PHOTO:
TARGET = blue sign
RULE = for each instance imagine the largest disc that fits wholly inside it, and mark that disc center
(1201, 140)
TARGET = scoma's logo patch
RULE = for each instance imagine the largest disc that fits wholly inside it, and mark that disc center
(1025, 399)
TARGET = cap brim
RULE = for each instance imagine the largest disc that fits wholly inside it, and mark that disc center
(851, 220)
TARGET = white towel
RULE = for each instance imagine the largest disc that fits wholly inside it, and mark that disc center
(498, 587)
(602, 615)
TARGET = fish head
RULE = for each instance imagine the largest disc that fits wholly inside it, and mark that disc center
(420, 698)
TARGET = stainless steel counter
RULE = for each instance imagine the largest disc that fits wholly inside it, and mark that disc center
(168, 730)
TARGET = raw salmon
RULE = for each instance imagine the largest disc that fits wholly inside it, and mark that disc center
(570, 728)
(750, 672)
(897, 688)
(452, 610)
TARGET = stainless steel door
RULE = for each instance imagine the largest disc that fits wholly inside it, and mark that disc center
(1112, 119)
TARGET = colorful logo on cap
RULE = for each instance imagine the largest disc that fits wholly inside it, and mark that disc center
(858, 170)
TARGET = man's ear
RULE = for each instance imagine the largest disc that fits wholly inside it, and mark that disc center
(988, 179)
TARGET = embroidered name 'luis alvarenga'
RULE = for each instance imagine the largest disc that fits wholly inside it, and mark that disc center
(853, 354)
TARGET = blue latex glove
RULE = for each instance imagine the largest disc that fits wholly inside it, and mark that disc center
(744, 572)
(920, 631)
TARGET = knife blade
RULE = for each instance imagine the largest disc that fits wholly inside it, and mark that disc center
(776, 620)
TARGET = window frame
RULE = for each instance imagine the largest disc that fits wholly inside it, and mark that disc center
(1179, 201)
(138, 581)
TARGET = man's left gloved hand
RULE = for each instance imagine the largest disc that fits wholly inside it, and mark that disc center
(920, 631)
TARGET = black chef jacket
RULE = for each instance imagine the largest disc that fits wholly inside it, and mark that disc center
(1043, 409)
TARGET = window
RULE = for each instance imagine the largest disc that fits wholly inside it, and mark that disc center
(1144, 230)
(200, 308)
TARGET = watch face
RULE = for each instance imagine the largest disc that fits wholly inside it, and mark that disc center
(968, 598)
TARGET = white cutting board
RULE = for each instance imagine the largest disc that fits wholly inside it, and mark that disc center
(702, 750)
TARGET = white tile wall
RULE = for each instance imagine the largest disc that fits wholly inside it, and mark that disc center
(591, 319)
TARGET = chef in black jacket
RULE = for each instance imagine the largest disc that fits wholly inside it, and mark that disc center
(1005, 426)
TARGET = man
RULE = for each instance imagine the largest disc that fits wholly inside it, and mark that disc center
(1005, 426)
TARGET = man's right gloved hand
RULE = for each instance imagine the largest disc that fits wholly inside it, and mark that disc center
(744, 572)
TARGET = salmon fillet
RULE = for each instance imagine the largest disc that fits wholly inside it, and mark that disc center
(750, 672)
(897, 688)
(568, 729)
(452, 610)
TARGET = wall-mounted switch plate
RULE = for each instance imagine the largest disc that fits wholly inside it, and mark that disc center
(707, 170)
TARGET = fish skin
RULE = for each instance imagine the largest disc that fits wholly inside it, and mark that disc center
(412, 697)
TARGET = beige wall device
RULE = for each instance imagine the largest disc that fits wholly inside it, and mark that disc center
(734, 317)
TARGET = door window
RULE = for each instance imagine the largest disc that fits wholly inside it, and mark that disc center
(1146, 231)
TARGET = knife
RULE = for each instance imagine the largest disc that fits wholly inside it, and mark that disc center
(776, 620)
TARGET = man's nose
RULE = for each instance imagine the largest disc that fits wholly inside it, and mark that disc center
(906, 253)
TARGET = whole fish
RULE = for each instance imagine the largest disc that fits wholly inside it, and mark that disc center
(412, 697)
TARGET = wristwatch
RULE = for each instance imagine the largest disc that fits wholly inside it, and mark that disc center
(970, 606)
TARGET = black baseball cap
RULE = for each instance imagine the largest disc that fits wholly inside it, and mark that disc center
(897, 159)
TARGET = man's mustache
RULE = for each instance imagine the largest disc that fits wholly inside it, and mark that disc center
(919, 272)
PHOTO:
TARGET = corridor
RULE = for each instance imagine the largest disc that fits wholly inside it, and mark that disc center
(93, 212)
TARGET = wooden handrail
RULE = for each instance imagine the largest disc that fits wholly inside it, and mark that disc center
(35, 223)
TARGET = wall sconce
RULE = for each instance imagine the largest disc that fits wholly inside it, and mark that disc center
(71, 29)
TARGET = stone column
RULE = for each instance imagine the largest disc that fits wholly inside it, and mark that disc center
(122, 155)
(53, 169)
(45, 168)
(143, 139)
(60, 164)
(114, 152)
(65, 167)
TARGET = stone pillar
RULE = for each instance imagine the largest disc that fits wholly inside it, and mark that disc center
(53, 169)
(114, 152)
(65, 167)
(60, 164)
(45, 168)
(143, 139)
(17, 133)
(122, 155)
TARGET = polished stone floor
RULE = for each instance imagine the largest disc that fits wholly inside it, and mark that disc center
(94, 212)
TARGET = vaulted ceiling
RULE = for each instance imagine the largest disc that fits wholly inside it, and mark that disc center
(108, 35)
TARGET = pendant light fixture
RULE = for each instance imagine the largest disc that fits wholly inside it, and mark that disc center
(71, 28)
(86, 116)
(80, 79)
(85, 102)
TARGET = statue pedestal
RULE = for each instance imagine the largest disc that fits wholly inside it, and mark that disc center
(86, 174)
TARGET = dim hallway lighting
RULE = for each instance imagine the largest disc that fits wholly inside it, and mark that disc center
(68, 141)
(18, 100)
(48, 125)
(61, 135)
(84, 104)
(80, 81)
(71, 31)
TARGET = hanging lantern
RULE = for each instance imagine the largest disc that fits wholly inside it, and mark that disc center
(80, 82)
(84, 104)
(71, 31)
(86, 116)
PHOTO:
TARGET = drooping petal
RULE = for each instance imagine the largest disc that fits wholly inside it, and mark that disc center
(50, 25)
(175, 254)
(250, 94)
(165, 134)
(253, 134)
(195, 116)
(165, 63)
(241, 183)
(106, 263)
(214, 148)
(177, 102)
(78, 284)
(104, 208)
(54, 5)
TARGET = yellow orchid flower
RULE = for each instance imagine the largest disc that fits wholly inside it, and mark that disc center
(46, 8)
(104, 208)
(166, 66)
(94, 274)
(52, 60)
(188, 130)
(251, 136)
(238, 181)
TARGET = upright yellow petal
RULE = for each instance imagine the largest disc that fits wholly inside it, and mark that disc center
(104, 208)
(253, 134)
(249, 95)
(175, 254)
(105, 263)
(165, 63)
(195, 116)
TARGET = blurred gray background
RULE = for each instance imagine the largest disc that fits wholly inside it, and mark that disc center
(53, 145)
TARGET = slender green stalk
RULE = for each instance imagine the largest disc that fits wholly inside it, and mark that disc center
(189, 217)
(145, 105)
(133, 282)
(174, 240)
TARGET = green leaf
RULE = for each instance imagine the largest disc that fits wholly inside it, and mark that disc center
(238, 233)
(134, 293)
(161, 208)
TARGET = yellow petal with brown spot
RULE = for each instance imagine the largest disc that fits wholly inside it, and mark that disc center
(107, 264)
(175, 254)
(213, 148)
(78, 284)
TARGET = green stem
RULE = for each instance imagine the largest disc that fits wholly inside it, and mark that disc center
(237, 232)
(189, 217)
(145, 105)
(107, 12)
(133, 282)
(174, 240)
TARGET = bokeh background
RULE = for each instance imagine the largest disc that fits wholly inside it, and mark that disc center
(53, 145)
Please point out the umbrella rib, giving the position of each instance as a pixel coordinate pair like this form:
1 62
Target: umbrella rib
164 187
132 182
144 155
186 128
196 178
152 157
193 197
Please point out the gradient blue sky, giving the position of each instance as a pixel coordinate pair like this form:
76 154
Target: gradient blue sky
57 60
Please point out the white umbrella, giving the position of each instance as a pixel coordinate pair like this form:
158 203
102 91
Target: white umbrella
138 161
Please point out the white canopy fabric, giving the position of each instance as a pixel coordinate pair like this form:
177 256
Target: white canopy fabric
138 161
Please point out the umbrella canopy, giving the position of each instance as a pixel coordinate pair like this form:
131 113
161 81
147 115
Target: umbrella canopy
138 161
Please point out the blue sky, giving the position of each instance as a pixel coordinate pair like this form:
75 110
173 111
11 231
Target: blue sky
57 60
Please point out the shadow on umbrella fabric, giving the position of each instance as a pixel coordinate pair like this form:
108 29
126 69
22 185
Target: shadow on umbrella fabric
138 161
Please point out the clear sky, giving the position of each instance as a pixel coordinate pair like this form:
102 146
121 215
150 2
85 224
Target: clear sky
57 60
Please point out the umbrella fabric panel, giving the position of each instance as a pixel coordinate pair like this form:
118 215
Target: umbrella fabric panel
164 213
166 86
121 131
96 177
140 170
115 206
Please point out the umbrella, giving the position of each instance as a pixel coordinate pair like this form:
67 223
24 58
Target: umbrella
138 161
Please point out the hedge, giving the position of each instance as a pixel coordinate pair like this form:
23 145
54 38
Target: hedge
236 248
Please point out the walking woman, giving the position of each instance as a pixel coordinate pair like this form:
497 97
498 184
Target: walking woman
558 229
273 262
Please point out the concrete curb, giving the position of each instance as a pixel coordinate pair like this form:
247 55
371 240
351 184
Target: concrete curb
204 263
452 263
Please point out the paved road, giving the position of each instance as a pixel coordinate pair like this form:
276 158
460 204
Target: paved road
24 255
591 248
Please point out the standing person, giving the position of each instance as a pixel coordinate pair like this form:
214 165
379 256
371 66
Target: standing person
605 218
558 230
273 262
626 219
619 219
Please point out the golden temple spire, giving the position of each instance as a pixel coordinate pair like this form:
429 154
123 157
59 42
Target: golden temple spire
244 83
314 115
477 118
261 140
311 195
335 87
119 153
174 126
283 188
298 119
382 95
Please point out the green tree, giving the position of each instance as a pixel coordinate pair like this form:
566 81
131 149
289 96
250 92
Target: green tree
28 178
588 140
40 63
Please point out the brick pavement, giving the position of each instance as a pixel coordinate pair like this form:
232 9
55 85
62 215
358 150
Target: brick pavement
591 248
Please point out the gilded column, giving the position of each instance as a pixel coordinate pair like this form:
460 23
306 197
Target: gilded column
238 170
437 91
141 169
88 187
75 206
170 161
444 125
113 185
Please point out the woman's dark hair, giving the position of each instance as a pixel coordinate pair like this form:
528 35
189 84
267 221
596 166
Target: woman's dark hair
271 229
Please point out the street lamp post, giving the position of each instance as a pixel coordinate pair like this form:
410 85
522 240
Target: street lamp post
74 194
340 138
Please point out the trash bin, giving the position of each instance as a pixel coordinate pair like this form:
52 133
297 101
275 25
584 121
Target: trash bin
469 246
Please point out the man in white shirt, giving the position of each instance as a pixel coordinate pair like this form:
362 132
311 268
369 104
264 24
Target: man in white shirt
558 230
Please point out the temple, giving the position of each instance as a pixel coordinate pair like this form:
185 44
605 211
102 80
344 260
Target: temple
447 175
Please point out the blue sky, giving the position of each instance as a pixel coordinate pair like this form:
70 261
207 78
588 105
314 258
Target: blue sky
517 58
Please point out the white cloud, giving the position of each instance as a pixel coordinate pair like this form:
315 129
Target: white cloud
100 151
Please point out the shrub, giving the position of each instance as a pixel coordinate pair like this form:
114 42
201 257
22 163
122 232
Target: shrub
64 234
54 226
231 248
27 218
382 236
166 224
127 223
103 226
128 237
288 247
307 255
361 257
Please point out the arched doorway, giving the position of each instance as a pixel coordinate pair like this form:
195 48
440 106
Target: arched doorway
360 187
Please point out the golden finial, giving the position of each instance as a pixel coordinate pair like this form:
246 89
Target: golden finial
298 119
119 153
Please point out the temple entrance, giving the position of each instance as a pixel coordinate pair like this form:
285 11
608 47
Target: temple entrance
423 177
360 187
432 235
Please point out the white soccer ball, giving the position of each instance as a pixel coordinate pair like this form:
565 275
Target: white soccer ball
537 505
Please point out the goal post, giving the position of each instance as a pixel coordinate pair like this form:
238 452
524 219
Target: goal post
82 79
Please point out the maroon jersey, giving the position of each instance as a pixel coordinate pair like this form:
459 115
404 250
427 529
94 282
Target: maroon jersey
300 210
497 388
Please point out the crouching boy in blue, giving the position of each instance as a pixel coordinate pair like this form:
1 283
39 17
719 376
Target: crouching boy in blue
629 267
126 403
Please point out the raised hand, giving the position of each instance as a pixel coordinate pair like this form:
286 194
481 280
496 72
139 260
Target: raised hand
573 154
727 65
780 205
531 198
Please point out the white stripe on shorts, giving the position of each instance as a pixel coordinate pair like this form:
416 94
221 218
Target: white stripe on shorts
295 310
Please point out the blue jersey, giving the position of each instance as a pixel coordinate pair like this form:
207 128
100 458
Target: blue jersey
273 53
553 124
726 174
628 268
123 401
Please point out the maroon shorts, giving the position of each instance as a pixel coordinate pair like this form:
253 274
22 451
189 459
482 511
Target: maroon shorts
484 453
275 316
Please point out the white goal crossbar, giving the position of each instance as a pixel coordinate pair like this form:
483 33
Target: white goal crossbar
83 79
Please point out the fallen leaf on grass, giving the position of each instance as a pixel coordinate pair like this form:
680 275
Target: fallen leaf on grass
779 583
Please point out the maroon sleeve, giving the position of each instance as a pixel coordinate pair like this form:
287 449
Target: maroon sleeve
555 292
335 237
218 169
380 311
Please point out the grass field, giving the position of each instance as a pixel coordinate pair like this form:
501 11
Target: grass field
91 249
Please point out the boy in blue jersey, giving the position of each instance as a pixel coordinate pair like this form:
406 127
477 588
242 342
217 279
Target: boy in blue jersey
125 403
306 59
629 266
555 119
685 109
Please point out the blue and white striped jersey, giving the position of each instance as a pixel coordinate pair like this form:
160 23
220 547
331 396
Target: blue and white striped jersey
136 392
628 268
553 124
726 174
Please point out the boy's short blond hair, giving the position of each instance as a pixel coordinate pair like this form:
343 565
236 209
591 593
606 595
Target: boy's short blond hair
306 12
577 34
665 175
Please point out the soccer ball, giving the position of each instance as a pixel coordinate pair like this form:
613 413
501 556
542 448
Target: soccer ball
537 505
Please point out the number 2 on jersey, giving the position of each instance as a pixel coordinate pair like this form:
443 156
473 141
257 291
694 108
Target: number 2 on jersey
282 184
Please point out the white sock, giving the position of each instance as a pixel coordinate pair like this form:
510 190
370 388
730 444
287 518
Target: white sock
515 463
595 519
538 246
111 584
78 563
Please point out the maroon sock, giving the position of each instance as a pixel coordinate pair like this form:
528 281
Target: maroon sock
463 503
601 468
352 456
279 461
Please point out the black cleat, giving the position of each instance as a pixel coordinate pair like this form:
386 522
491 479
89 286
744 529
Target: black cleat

Exercise aim
Repeat, character for character, the lines from the one that holds "Please point out the soccer" to the final line of the material, inclusive, and no other lines.

Answer for this exercise
Please point out the soccer ball, giving the position of each instance as a pixel coordinate pair like this form:
613 413
501 556
542 448
Target: soccer ball
537 505
Please point out the number 2 on jersey, giving the position of each instance as a pixel coordinate pair like this form:
443 156
473 141
257 291
694 108
Target: number 2 on jersey
282 184
Please point out the white sock, giving the position of each instance as a pixel coordinate pair like this form:
510 190
370 388
730 444
287 518
Target: white sock
515 463
595 519
538 246
111 584
78 563
Please point out the maroon sock, giving the position of each instance as a pixel coordinate pair like this form:
528 281
Target: maroon sock
463 503
601 468
352 456
279 461
Please point out the black cleat, giving the position of each instance as a pixel coordinate pair like this form:
386 522
491 479
89 286
744 529
Target: black cleat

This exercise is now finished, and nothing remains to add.